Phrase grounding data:
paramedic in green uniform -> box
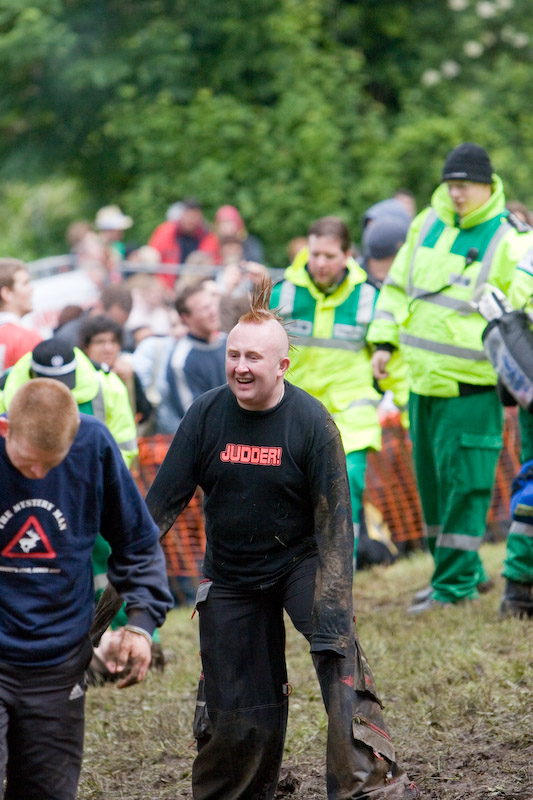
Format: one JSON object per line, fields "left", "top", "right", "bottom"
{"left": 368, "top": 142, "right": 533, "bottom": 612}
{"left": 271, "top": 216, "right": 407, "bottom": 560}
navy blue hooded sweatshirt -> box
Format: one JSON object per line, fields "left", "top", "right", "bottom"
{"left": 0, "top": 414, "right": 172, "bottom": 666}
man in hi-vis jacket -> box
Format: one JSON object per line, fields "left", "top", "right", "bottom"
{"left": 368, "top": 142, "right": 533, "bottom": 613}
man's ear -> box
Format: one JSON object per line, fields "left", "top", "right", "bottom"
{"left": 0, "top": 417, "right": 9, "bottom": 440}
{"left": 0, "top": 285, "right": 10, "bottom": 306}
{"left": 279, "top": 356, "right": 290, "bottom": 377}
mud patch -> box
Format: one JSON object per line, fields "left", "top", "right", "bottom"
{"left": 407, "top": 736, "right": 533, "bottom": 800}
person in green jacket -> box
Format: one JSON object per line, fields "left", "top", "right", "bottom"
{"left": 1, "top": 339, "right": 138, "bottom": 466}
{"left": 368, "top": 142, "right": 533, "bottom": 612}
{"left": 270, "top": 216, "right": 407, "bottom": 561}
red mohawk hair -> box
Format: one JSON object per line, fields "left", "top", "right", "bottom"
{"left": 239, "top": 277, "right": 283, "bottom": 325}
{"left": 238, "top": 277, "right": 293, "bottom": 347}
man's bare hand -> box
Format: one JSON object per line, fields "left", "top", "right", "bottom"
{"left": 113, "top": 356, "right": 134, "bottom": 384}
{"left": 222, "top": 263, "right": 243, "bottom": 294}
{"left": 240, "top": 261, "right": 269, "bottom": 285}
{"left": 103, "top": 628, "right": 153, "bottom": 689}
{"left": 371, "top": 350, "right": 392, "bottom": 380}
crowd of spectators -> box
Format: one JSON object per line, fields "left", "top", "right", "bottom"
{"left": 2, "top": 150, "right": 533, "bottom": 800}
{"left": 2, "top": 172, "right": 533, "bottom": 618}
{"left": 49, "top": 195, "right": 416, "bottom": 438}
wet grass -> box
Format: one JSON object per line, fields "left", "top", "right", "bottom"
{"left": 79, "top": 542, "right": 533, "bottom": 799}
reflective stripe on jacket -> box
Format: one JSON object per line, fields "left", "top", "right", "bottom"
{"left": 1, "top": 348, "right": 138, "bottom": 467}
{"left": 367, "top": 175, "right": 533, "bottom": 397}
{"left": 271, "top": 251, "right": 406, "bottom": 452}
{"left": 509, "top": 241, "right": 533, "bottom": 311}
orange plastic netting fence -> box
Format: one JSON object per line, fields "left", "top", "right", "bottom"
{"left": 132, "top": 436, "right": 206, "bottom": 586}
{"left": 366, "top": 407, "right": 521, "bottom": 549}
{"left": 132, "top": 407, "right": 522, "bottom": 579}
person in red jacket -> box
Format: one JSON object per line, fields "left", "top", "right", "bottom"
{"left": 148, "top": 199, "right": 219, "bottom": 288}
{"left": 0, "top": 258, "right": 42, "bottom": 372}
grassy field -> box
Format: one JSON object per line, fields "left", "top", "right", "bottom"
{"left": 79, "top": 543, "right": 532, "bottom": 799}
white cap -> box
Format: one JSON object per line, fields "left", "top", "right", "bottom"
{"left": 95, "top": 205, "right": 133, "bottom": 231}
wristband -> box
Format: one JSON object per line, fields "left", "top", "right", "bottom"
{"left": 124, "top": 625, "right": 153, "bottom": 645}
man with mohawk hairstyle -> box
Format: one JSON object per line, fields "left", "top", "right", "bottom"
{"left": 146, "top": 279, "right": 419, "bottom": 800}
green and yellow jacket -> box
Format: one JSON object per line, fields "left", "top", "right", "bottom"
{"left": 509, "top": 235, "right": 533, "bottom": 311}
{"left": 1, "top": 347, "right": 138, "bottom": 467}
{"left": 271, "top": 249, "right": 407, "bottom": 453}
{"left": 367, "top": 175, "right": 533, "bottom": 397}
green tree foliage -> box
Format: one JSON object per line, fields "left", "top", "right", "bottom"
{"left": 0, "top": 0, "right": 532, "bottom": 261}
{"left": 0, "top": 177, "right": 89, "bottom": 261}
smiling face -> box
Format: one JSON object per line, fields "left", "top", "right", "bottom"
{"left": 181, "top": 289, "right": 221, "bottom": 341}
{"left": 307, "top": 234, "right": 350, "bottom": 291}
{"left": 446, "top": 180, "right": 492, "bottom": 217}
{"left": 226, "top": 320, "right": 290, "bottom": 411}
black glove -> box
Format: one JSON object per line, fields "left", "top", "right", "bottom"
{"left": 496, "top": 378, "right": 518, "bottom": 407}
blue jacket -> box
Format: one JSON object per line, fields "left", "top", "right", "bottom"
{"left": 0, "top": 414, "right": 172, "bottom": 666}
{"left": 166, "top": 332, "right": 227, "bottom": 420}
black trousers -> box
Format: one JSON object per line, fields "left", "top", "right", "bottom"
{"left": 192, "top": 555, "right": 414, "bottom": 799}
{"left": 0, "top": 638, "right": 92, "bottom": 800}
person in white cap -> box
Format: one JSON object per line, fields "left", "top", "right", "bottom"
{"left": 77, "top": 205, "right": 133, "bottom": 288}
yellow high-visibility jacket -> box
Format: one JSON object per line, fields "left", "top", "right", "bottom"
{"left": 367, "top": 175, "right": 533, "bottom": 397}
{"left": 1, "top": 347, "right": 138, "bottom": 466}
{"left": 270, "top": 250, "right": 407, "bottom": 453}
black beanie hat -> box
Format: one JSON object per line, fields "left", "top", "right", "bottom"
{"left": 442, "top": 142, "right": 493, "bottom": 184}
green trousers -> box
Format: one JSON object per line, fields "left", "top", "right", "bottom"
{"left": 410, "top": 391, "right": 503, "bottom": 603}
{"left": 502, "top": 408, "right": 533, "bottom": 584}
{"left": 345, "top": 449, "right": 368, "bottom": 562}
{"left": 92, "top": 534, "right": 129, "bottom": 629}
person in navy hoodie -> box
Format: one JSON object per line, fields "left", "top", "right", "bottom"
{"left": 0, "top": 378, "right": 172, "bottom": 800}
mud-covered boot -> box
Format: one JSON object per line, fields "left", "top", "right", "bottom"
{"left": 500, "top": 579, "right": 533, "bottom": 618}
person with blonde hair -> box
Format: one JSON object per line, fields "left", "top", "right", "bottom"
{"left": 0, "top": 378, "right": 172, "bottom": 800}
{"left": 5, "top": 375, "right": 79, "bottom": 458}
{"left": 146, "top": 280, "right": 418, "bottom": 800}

- **EXERCISE DETAILS**: Restate each line above exactly, keeping pictures out.

- **TASK RESULT**:
paramedic in green uniform -> box
Format: one JSON object per line, fields "left", "top", "right", "bottom"
{"left": 368, "top": 142, "right": 533, "bottom": 612}
{"left": 271, "top": 216, "right": 407, "bottom": 560}
navy blue hooded sweatshirt -> box
Format: one JSON object per line, fields "left", "top", "right", "bottom"
{"left": 0, "top": 414, "right": 172, "bottom": 666}
man in hi-vis jacket -> box
Format: one JSON object per line, fields "left", "top", "right", "bottom"
{"left": 368, "top": 142, "right": 533, "bottom": 613}
man's ear -> box
Format: one JSON object per line, fields "left", "top", "right", "bottom"
{"left": 0, "top": 417, "right": 9, "bottom": 440}
{"left": 0, "top": 285, "right": 10, "bottom": 306}
{"left": 279, "top": 356, "right": 290, "bottom": 377}
mud patch -> box
Format: one JSON object per line, fields "left", "top", "right", "bottom"
{"left": 407, "top": 736, "right": 533, "bottom": 800}
person in green jacket -> box
Format: one JSON object per line, fields "left", "top", "right", "bottom"
{"left": 1, "top": 339, "right": 138, "bottom": 466}
{"left": 368, "top": 142, "right": 533, "bottom": 612}
{"left": 270, "top": 216, "right": 407, "bottom": 561}
red mohawk hair -> box
Format: one JSON object per line, fields "left", "top", "right", "bottom"
{"left": 239, "top": 277, "right": 283, "bottom": 325}
{"left": 238, "top": 277, "right": 293, "bottom": 347}
man's bare hand -> box
Format: one JSON object per line, fields "left", "top", "right", "bottom"
{"left": 113, "top": 356, "right": 134, "bottom": 384}
{"left": 222, "top": 263, "right": 243, "bottom": 294}
{"left": 240, "top": 261, "right": 269, "bottom": 285}
{"left": 103, "top": 628, "right": 153, "bottom": 689}
{"left": 371, "top": 350, "right": 392, "bottom": 380}
crowd of spectators -> box
Format: one JSON object per line, fields "left", "top", "right", "bottom"
{"left": 2, "top": 150, "right": 533, "bottom": 800}
{"left": 2, "top": 172, "right": 533, "bottom": 618}
{"left": 49, "top": 195, "right": 416, "bottom": 438}
wet grass -> box
Format: one JSON object per line, fields "left", "top", "right", "bottom"
{"left": 79, "top": 542, "right": 533, "bottom": 799}
reflective stripe on jacket -> box
Format: one JSON object per line, fields "left", "top", "right", "bottom"
{"left": 1, "top": 348, "right": 138, "bottom": 467}
{"left": 367, "top": 175, "right": 533, "bottom": 397}
{"left": 271, "top": 251, "right": 406, "bottom": 452}
{"left": 509, "top": 241, "right": 533, "bottom": 311}
orange plastic netting fence -> box
Format: one JSON object per line, fields "left", "top", "right", "bottom"
{"left": 132, "top": 436, "right": 206, "bottom": 586}
{"left": 366, "top": 407, "right": 521, "bottom": 549}
{"left": 132, "top": 407, "right": 522, "bottom": 579}
person in red jacket -> box
Format: one JSON object per line, fields "left", "top", "right", "bottom"
{"left": 148, "top": 199, "right": 219, "bottom": 288}
{"left": 0, "top": 258, "right": 42, "bottom": 372}
grassy field -> box
Format: one JSON object per line, fields "left", "top", "right", "bottom"
{"left": 79, "top": 543, "right": 532, "bottom": 799}
white cap -> box
Format: one JSON object per line, fields "left", "top", "right", "bottom"
{"left": 95, "top": 205, "right": 133, "bottom": 231}
wristband -> box
Format: one JSON object per line, fields "left", "top", "right", "bottom"
{"left": 124, "top": 625, "right": 153, "bottom": 645}
man with mohawk hairstyle -> box
Format: one JSON object per line, fields "left", "top", "right", "bottom"
{"left": 146, "top": 279, "right": 419, "bottom": 800}
green and yellow jacket -> box
Format: one JSON object per line, fields "left", "top", "right", "bottom"
{"left": 509, "top": 235, "right": 533, "bottom": 311}
{"left": 1, "top": 347, "right": 138, "bottom": 467}
{"left": 271, "top": 249, "right": 407, "bottom": 453}
{"left": 367, "top": 175, "right": 533, "bottom": 397}
green tree foliage -> box
Format: one JSON object per line, fields "left", "top", "right", "bottom"
{"left": 0, "top": 0, "right": 532, "bottom": 261}
{"left": 0, "top": 177, "right": 89, "bottom": 261}
smiling face -> box
Format: one JSON object per line, fields "left", "top", "right", "bottom"
{"left": 181, "top": 289, "right": 221, "bottom": 341}
{"left": 307, "top": 234, "right": 350, "bottom": 291}
{"left": 446, "top": 180, "right": 492, "bottom": 217}
{"left": 226, "top": 320, "right": 290, "bottom": 411}
black glove -> box
Format: one JSON object per line, fields "left", "top", "right", "bottom"
{"left": 496, "top": 378, "right": 518, "bottom": 407}
blue jacket -> box
Format: one JSON object per line, fields "left", "top", "right", "bottom"
{"left": 0, "top": 414, "right": 172, "bottom": 666}
{"left": 166, "top": 332, "right": 227, "bottom": 420}
black trousers -> box
Format: one JSON object per line, fields "left", "top", "right", "bottom"
{"left": 192, "top": 555, "right": 414, "bottom": 799}
{"left": 0, "top": 638, "right": 92, "bottom": 800}
person in white cap -> box
Format: one JSON object per line, fields "left", "top", "right", "bottom"
{"left": 77, "top": 205, "right": 133, "bottom": 288}
yellow high-visibility jacket -> box
Format: one JSON object per line, fields "left", "top", "right", "bottom"
{"left": 367, "top": 175, "right": 533, "bottom": 397}
{"left": 1, "top": 347, "right": 138, "bottom": 466}
{"left": 270, "top": 250, "right": 407, "bottom": 453}
black beanie hat -> box
Format: one JSON object per line, fields "left", "top", "right", "bottom"
{"left": 442, "top": 142, "right": 493, "bottom": 184}
green trousers -> box
Format: one JSON object per line, fields "left", "top", "right", "bottom"
{"left": 410, "top": 391, "right": 503, "bottom": 603}
{"left": 502, "top": 408, "right": 533, "bottom": 584}
{"left": 345, "top": 449, "right": 368, "bottom": 562}
{"left": 92, "top": 534, "right": 129, "bottom": 629}
person in navy hoodie -> box
Format: one JSON object per line, fields "left", "top", "right", "bottom"
{"left": 0, "top": 378, "right": 172, "bottom": 800}
mud-covered boot -> box
Format: one JSON object per line, fields "left", "top", "right", "bottom"
{"left": 500, "top": 579, "right": 533, "bottom": 618}
person with blonde hair -> box
Format: one JSON object per line, fields "left", "top", "right", "bottom"
{"left": 0, "top": 378, "right": 172, "bottom": 800}
{"left": 5, "top": 375, "right": 79, "bottom": 458}
{"left": 146, "top": 280, "right": 418, "bottom": 800}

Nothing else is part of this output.